**Exercise aim**
Below are the records; give again exactly the line with "of the roof", the line with "of the two-story", and each line that lies between them, and nothing besides.

── Exercise data ──

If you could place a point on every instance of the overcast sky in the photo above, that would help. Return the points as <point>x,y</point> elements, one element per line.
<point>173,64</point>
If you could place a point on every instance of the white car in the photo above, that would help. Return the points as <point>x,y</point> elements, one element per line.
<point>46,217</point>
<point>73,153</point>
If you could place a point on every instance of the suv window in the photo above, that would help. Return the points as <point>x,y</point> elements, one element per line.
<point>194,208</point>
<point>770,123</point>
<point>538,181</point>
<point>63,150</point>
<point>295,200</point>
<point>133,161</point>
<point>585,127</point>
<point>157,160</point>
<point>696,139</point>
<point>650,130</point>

───
── Exercise data ──

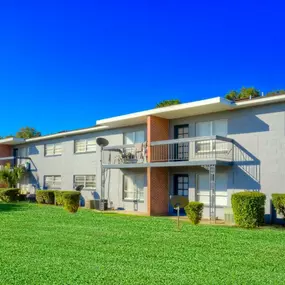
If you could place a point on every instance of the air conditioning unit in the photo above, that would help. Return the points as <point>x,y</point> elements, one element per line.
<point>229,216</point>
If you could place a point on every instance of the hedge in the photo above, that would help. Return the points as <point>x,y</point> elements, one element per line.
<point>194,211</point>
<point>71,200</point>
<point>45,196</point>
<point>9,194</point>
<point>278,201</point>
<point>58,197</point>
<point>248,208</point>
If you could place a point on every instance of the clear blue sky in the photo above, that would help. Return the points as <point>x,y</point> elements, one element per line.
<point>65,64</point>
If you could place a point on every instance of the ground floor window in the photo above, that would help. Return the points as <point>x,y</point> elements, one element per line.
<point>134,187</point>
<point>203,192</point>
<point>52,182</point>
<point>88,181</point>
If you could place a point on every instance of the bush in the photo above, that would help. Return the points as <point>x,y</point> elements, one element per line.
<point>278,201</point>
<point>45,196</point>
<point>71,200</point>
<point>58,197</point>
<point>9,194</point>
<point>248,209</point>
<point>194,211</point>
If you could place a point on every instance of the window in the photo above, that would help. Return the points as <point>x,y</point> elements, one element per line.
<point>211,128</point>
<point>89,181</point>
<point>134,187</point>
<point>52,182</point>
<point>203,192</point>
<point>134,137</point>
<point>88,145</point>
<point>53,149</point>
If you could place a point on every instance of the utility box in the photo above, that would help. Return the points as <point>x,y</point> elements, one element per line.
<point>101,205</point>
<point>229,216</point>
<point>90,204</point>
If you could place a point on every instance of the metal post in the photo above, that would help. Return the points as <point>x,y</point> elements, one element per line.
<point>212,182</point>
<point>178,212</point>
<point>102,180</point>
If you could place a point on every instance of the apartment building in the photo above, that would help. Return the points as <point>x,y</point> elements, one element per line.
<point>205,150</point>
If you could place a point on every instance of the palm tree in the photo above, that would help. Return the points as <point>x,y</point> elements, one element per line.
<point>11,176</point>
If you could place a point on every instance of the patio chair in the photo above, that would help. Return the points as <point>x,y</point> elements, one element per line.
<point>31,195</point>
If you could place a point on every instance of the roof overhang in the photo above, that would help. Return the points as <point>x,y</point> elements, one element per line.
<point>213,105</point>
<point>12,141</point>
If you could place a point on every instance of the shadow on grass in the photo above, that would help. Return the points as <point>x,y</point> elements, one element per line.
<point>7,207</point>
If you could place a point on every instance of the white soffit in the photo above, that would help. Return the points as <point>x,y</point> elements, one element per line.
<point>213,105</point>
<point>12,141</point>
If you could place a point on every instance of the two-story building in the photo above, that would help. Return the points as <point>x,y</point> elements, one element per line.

───
── Exercise data ──

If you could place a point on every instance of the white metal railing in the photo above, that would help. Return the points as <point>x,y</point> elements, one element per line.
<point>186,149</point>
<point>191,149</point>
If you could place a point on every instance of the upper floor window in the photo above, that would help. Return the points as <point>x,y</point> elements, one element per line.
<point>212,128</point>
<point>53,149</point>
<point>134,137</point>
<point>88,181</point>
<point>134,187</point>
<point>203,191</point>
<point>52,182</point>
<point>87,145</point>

───

**Written response**
If you could place a point on every instance of the roof overhang in the photo above, that would help. Return the points as <point>x,y</point> elements, one element per line.
<point>213,105</point>
<point>12,141</point>
If you could place a point on every instance of the shadow on grass in the photo above, that would help. Return the points as <point>x,y</point> elements, one element per line.
<point>7,207</point>
If you could place a point on every instance of the white soffit in the photo above, that would help. Return the points as <point>x,y</point> elements, one element per line.
<point>213,105</point>
<point>12,141</point>
If you could place a point on every instance of the two-story building in the photo above, that would help. Return the points as <point>x,y</point> elements, one element per line.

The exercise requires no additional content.